→ **What the task requires**: Select every line of the items below that contains the string "short", and copy each one out as it appears.

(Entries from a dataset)
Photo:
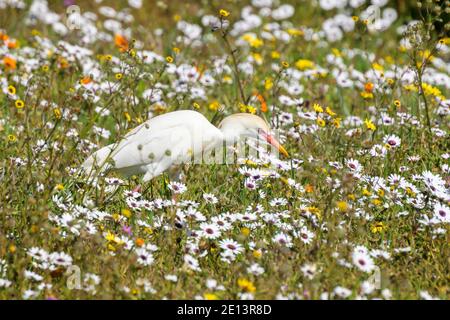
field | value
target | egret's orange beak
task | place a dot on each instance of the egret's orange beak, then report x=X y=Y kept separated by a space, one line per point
x=270 y=139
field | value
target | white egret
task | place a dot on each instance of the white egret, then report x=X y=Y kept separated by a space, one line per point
x=173 y=138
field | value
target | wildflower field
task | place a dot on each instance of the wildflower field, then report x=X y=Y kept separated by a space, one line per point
x=358 y=91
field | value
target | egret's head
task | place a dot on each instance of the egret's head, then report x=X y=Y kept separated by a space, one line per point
x=249 y=125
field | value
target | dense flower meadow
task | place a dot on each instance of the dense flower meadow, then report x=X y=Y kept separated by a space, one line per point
x=357 y=89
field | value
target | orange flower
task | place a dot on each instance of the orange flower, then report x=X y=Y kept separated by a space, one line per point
x=121 y=42
x=368 y=87
x=262 y=101
x=3 y=36
x=9 y=63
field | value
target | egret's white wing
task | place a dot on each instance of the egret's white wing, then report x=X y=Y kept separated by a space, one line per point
x=168 y=146
x=158 y=143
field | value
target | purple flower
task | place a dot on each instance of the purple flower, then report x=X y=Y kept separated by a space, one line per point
x=127 y=230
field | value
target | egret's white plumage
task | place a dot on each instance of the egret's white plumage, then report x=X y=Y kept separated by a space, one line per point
x=172 y=138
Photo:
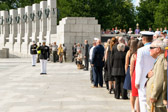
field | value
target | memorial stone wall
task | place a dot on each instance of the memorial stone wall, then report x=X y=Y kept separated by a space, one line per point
x=19 y=27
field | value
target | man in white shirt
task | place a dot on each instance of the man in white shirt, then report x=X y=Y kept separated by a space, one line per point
x=90 y=58
x=144 y=64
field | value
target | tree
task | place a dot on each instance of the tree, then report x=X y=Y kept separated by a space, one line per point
x=161 y=15
x=110 y=13
x=146 y=13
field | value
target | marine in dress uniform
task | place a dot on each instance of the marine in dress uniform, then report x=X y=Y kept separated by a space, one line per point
x=33 y=52
x=144 y=64
x=45 y=53
x=155 y=83
x=97 y=64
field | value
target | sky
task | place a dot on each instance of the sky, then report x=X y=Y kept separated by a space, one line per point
x=136 y=2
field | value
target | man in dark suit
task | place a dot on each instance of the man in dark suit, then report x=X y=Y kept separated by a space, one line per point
x=33 y=52
x=45 y=53
x=97 y=64
x=86 y=55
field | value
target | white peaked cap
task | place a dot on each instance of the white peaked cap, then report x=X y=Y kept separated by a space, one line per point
x=147 y=33
x=96 y=39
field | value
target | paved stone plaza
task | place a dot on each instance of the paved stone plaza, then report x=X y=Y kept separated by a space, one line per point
x=63 y=89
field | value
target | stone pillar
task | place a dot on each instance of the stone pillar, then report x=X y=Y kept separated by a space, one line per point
x=43 y=21
x=75 y=30
x=20 y=30
x=35 y=21
x=4 y=28
x=13 y=29
x=51 y=13
x=28 y=29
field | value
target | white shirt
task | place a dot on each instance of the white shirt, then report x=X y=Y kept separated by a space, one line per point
x=91 y=53
x=144 y=64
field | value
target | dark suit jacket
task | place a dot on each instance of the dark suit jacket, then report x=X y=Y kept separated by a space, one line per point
x=86 y=50
x=33 y=49
x=97 y=56
x=45 y=52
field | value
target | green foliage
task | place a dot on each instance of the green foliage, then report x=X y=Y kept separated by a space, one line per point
x=161 y=15
x=110 y=13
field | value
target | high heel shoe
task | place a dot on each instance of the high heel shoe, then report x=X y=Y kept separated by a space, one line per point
x=110 y=90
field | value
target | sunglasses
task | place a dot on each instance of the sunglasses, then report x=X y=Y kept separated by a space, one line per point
x=153 y=47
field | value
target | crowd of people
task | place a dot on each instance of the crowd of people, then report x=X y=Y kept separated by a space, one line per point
x=46 y=53
x=137 y=66
x=158 y=32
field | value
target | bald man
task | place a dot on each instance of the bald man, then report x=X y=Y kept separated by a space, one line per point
x=97 y=64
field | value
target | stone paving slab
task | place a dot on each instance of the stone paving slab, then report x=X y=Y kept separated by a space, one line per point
x=63 y=89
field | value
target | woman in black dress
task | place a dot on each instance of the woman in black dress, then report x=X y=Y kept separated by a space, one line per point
x=118 y=70
x=108 y=66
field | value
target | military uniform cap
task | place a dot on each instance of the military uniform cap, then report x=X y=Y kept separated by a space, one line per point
x=164 y=31
x=43 y=41
x=146 y=33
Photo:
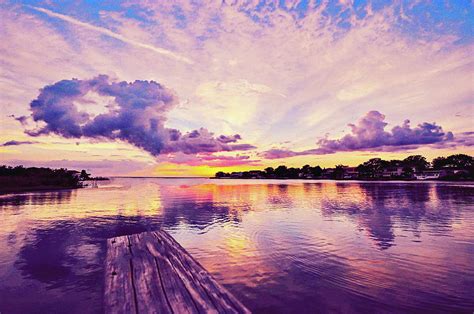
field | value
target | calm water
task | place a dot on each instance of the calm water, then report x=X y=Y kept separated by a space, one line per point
x=279 y=246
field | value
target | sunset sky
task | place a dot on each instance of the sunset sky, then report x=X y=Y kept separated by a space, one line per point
x=187 y=88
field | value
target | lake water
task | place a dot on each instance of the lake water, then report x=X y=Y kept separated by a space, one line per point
x=279 y=246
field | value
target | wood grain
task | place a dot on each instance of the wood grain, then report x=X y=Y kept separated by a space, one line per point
x=152 y=273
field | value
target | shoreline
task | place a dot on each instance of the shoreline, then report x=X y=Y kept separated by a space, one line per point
x=15 y=190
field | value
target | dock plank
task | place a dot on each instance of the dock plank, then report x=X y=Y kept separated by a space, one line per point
x=152 y=273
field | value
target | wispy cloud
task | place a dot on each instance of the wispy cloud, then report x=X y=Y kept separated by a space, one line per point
x=17 y=143
x=369 y=134
x=137 y=117
x=105 y=31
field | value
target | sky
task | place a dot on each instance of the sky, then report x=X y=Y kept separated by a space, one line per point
x=188 y=88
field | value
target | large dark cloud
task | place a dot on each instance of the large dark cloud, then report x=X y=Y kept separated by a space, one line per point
x=369 y=135
x=137 y=117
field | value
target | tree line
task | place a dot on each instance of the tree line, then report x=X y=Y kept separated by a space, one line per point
x=458 y=166
x=22 y=178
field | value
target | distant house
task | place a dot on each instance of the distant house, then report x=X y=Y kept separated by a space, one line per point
x=429 y=174
x=350 y=173
x=236 y=174
x=256 y=174
x=328 y=173
x=76 y=174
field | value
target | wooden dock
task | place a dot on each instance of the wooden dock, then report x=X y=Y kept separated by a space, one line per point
x=151 y=273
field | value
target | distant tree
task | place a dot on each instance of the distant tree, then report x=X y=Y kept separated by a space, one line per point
x=339 y=172
x=84 y=175
x=439 y=162
x=269 y=171
x=372 y=168
x=395 y=163
x=316 y=171
x=417 y=161
x=407 y=172
x=460 y=161
x=293 y=172
x=281 y=171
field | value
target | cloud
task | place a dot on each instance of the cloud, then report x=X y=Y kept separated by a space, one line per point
x=369 y=135
x=16 y=143
x=137 y=116
x=105 y=31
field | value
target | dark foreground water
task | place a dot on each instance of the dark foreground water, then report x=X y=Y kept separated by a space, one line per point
x=279 y=246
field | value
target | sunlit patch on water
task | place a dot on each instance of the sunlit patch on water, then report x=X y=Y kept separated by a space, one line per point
x=279 y=246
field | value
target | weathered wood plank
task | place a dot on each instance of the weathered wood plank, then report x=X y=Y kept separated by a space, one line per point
x=220 y=297
x=178 y=296
x=152 y=273
x=119 y=291
x=150 y=294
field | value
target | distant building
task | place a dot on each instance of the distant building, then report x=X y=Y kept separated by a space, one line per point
x=350 y=173
x=76 y=174
x=328 y=173
x=392 y=172
x=429 y=174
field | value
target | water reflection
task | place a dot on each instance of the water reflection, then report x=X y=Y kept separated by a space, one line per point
x=287 y=246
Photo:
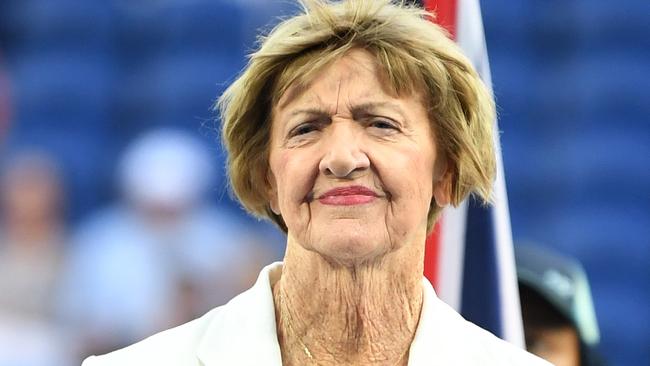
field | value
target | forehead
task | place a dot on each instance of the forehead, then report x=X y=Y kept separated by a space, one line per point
x=357 y=71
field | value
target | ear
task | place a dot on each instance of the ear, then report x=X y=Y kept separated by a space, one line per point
x=442 y=183
x=272 y=192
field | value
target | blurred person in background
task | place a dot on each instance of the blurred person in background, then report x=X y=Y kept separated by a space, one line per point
x=559 y=319
x=154 y=259
x=32 y=246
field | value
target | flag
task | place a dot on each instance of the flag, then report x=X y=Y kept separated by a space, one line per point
x=469 y=255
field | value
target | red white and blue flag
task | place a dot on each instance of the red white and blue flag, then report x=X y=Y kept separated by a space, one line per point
x=469 y=257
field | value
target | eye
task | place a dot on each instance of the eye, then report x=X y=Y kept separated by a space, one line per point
x=303 y=129
x=383 y=124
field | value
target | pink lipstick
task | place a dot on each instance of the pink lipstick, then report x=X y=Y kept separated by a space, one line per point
x=348 y=196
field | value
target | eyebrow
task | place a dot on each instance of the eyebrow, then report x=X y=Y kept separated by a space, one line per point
x=357 y=110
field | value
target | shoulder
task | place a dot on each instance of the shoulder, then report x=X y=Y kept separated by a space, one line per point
x=445 y=336
x=176 y=346
x=491 y=350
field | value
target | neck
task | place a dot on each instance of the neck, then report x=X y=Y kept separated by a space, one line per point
x=364 y=314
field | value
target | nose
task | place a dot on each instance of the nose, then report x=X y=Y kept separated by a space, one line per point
x=343 y=156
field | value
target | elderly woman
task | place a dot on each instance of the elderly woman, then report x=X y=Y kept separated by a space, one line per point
x=351 y=128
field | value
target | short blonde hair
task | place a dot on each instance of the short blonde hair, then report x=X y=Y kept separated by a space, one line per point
x=416 y=55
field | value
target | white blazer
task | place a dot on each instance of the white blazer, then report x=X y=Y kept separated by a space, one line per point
x=243 y=332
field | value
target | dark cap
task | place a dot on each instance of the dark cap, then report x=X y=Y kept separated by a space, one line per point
x=563 y=283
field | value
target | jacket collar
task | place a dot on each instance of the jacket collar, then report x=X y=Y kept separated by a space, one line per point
x=243 y=332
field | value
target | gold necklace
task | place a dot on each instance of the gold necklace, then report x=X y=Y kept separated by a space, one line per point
x=285 y=317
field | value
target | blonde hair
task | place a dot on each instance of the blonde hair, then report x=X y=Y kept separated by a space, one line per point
x=416 y=55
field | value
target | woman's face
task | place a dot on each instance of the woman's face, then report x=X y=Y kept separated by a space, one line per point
x=352 y=167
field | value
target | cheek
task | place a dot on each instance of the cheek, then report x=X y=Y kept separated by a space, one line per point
x=411 y=178
x=293 y=179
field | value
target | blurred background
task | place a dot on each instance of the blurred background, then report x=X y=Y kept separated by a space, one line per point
x=115 y=220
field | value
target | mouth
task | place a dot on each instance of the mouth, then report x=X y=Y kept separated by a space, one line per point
x=348 y=196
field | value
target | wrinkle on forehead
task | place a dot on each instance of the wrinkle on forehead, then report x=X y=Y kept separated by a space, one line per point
x=355 y=62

→ **Written answer**:
target | short blonde hair
task | place a dot on each instance of the short blonde hair, then report x=X y=Y kept separated by a space, one line per point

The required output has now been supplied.